▶ Document passage
%%

- Emily Lorimer, taken at home by her husband in 1911
- Born: Emily Overend 10 August 1881 Dublin, Ireland
- Died: June 1949 (aged 67) Hatfield, Hertfordshire, United Kingdom
- Education: Trinity College Dublin Somerville College, Oxford

= Emily Lorimer =

Journalist, writer, linguist, political analyst

Emily Overend Lorimer OBE (10 August 1881-June 1949), also published as E. O. Lorimer, was an Anglo-Irish journalist, linguist, political analyst, and writer.

==Life==
Emily Martha Overend was born in Dublin on 10 August 1881, the daughter of Thomas George Overend, barrister and county court judge, and his wife Hannah (née Kingsbury). She had a sister and two brothers. They were an Anglo-Irish family and Lorimer was educated in Trinity College Dublin where she studied Modern Languages and finished there in 1904. She went on to finish her education at Somerville College, Oxford in 1906. Lorimer spend 1907 in Munich at the University. She married David Lockhart Robertson Lorimer in 1910 in Christ Church, Leeson Park, Dublin.

%%

▶ Written request
Using the Emily Lorimer biography above, answer:
(a) Where did she die?
(b) What did she study at Trinity College Dublin?
(c) In which church did she marry in 1910?

▶ Data section
%%

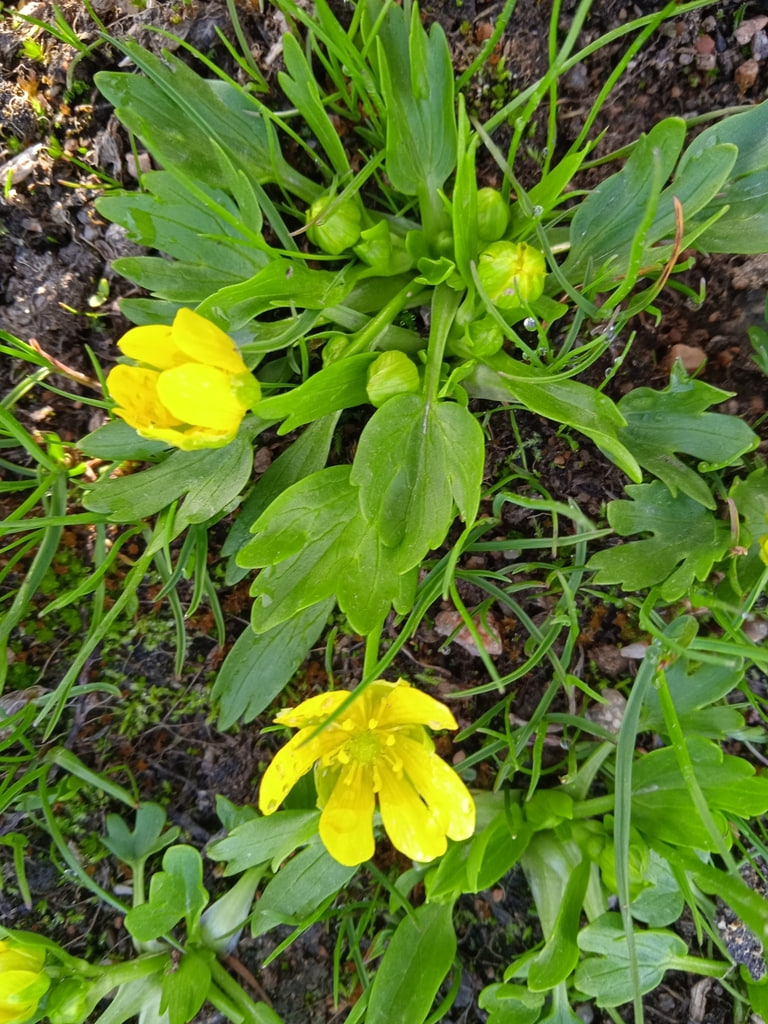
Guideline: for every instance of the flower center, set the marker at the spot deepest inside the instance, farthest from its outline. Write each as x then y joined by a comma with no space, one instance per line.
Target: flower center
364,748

%%

▶ Result of this task
(a) Hatfield, Hertfordshire, United Kingdom
(b) Modern Languages
(c) Christ Church, Leeson Park, Dublin